What this task involves –
Copy the stretch from "It's taken a" through "it's all about." in the acupuncture blog post below, word for word.

A large number of my patients wanting treatment for their leg pain usually tell me that during treatment other aspects of their health has improved. This is because an acupuncturist will tackle the root of the problem and relieve it.
Just call us the stress busters!
I'm seeing a couple of patients at the moment, both with a similar story. They had very heavy periods for many years and now, at post-menopause, they're experiencing very chronic and debilitating achilles tendonitis. They're also experiencing one of the most misdiagnosed problems of sciatica which can be very easily treated with acupuncture. Alongside some neck and shoulder pains. Their tendons are clearly struggling and this pattern is largely due to what acupuncturists would call Blood Deficiency. This doesn't mean they're anaemic in a Western sense but that their blood is lacking the nutrients required to nourish the tendons.
This highlights to me just how important this forum is. Had they known about acupuncture earlier on in their lives, their heavy periods could have been resolved very easily and they wouldn't be left with these residual problems. They both tell me that 3 weeks of their cycle were a complete write-off. They either felt tired or pre-menstrual. I'm continually amazed at how people live with these problems when a few acupuncture treatments so easily sorts out the issue and helps to ensure they don't get further problems along the line.
In terms of their treatment, it makes my life much more difficult when I see such chronic cases as these. It requires considerable treatment to get to the root cause. If only they'd had acupuncture sooner!
It's taken a month of talking about it, an intense 3 hours setting it up and I'm now ready to embrace social media. It's not that I was feeling lonely and wanted to make friends or that I felt my life was seriously lacking news of what Cheryl Cole had for dinner, it's that I have felt for some time that nobody has the foggiest clue what acupuncture does!
It's fascinating the wealth of responses I get when I introduce myself as an acupuncturist... "So do you just work on feet?" "Is that where you stick needles into people?!" "My friend had acupuncture. Her physio did it". Or you know they're really out of their depth when they just say "oh that's interesting". People just really don't know what it's all about.
What's really interesting to me is that when you talk about it, people are always amazed at what acupuncture can treat. It's not just back and knee pain, and once explained to people the wealth of health conditions that I treat and how beneficial acupuncture can be, the general response is that they wished they'd known about it sooner.
So, I'm using this social media phenomenon as a vessel to carry the message that acupuncture can treat anything! It's been good enough to treat the Chinese for thousands of years and I'm sure their only complaints weren't just niggly backs and dodgy knees!
My aim is to give you little snippets of what I've been up to during the week, the sort of health complaints I've been treating, and if you're lucky I may even thrown in something inspirational to keep your interest high. And if all that fails, I will go to the lengths of retweeting Cheryl Cole's dinner so you can be assured there'll be something for everyone!
I hope you'll also be able to use this space as a forum for debate and if you have any general questions or are concerned about your health, please do pose them here or you can always pick up the phone if you'd prefer. I'm always happy to give any advice I can, provided I have the relevant information.
So good luck to you and me (I'm still getting my head around it) and I look forward to blogging at you.

Input data –
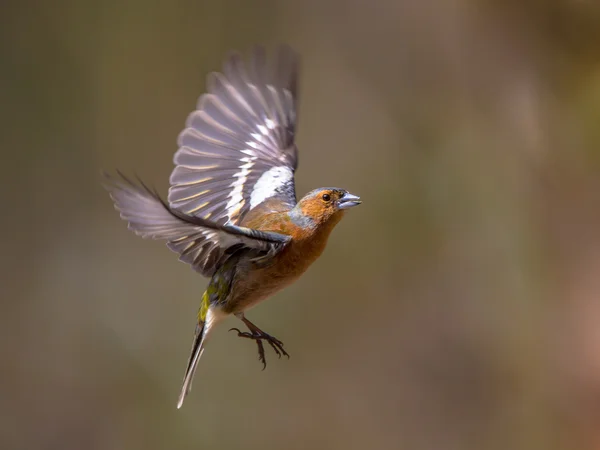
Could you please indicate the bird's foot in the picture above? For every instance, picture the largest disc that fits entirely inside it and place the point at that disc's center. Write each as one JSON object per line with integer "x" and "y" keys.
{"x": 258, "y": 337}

---

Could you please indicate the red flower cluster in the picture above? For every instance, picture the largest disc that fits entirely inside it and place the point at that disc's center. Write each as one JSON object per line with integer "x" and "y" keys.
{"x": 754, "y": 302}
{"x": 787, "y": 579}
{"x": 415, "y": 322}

Response to the exercise –
It's taken a month of talking about it, an intense 3 hours setting it up and I'm now ready to embrace social media. It's not that I was feeling lonely and wanted to make friends or that I felt my life was seriously lacking news of what Cheryl Cole had for dinner, it's that I have felt for some time that nobody has the foggiest clue what acupuncture does!
It's fascinating the wealth of responses I get when I introduce myself as an acupuncturist... "So do you just work on feet?" "Is that where you stick needles into people?!" "My friend had acupuncture. Her physio did it". Or you know they're really out of their depth when they just say "oh that's interesting". People just really don't know what it's all about.